**Quoted text**:
Projects by Jewish artists long associated with Habatat will be featured in a celebration showing some 400 works.
Fifty years ago. Ferdinand Hampson took a liking to glass art and opened a gallery dedicated to the medium. His space, moved around the metro area and now in Royal Oak, has become the largest and oldest art gallery dedicated to glass in the United States.
Hampson, applying business skills studied at Wayne State University, took on the name Habatat Galleries, giving an identifying spelling twist to the word describing a person’s preferred surroundings, and he worked nonstop at establishing a continuing group of collectors surrounding themselves with glass art.
Hampson, at different times, also had galleries out of state, organized exhibitions that reached into foreign countries, helped develop museum collections, led excursions to view studios and presenters and developed five books and dozens of catalogs about the glass artistry at the center of his interests.
The first glass work that caught his eye had been a paperweight by Gilbert Johnson, who headed the glass program at what became the College for Creative Studies in Detroit, and now the gallery is inviting the public to celebrate the weighty work in bringing the unique talents of glass artists into wider recognition.

**Material shown**:
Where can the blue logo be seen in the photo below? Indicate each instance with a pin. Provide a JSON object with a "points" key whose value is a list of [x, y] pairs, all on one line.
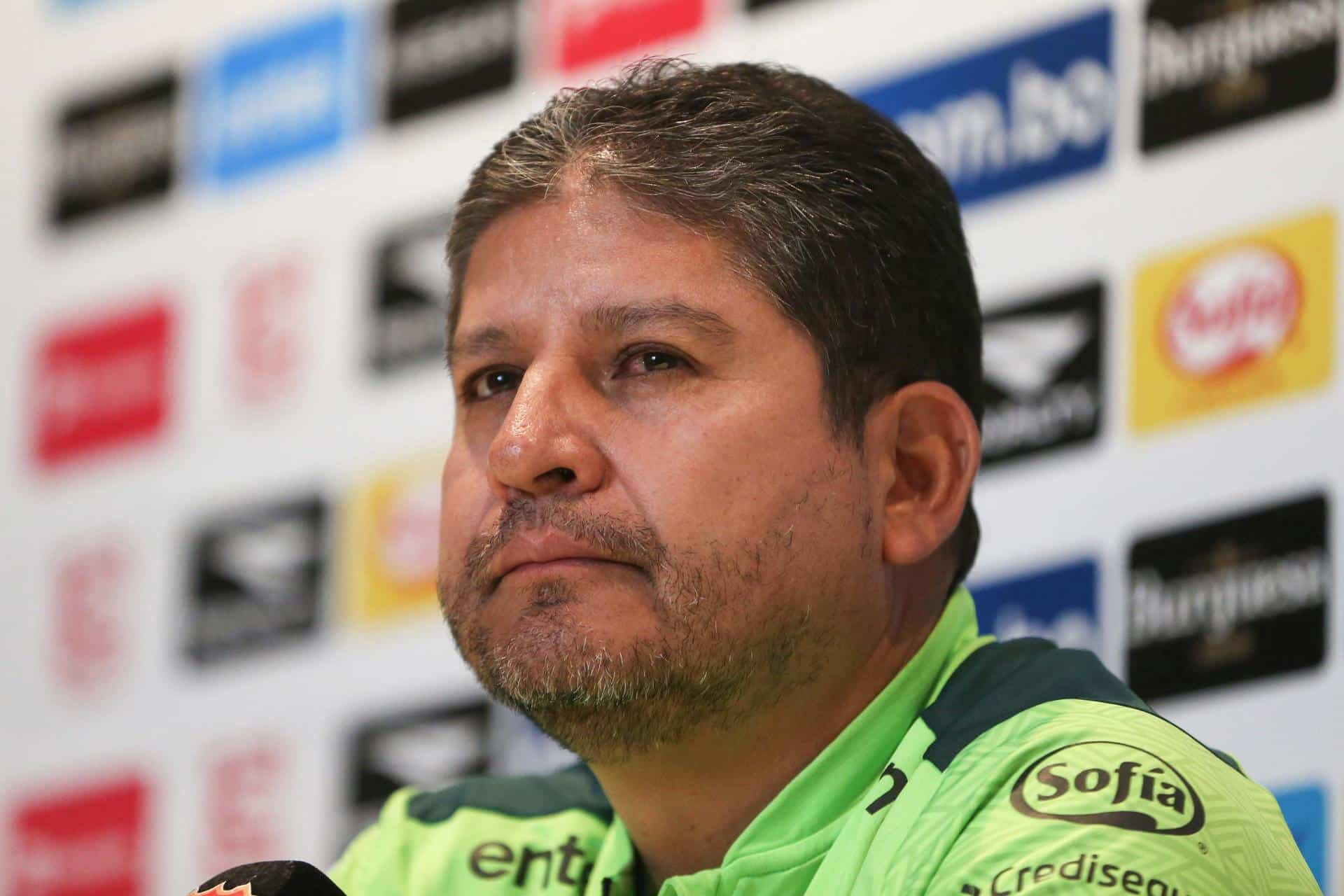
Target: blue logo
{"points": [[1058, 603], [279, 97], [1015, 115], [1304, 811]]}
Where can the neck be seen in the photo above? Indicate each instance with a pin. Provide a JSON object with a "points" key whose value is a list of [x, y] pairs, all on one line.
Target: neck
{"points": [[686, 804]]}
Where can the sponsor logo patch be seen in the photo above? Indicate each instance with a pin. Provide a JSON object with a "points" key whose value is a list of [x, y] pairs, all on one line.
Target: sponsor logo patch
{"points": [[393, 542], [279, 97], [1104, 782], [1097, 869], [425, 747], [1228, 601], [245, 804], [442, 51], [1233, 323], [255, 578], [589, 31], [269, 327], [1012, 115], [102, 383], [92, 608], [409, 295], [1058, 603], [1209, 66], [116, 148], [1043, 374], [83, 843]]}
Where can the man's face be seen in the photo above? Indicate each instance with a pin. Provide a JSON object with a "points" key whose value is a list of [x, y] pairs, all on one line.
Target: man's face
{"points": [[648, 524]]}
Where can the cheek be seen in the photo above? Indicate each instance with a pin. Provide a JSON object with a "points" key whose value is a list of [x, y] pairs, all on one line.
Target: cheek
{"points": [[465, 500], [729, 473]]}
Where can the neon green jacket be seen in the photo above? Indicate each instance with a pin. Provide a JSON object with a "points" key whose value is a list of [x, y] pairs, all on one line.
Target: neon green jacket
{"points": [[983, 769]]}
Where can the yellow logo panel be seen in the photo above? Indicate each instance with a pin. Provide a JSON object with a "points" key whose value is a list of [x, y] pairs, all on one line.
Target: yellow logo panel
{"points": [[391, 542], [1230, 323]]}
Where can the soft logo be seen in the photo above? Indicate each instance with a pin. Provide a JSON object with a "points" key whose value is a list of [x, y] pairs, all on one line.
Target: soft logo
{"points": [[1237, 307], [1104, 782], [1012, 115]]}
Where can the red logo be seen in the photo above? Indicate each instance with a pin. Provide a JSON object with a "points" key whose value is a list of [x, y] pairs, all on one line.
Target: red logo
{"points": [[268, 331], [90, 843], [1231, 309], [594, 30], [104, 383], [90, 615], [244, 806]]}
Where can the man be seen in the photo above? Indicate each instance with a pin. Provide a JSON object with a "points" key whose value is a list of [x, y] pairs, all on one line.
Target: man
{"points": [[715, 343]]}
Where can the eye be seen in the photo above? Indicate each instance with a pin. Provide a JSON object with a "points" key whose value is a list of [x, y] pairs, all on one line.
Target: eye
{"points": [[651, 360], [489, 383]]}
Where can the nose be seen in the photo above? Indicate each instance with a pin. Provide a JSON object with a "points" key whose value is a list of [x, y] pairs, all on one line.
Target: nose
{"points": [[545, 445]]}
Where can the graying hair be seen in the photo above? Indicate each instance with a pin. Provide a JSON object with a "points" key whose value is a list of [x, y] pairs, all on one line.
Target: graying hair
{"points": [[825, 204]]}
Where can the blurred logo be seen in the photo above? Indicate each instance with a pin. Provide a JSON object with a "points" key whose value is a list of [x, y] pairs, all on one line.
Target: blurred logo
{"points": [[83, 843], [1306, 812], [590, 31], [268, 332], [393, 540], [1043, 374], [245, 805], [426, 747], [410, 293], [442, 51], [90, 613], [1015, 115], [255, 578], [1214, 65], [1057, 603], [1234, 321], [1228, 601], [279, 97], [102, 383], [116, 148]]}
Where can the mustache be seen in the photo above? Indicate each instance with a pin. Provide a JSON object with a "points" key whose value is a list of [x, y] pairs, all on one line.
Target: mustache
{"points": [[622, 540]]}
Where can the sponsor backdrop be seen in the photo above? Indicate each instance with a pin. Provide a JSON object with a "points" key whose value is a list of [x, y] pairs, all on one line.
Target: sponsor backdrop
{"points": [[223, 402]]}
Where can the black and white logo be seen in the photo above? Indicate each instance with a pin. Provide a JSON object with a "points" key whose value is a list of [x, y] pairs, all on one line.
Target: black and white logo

**Work to complete**:
**a)** Answer these questions from the Habatat text:
(i) In what city is the gallery now located?
(ii) At which university did Hampson study business skills?
(iii) Who made the paperweight that first caught Hampson's eye?
**b)** List every activity that the Habatat text says Hampson also carried out at different times.
**c)** Please copy the Habatat text from "Hampson, applying business" up to and including "of his interests.".
The lines have nothing to do with the Habatat text.

**Answers for the tasks**:
**a)**
(i) Royal Oak
(ii) Wayne State University
(iii) Gilbert Johnson

**b)**
- Had galleries out of state
- Organized exhibitions that reached into foreign countries
- Helped develop museum collections
- Led excursions to view studios and presenters
- Developed five books and dozens of catalogs about glass artistry

**c)**
Hampson, applying business skills studied at Wayne State University, took on the name Habatat Galleries, giving an identifying spelling twist to the word describing a person’s preferred surroundings, and he worked nonstop at establishing a continuing group of collectors surrounding themselves with glass art.
Hampson, at different times, also had galleries out of state, organized exhibitions that reached into foreign countries, helped develop museum collections, led excursions to view studios and presenters and developed five books and dozens of catalogs about the glass artistry at the center of his interests.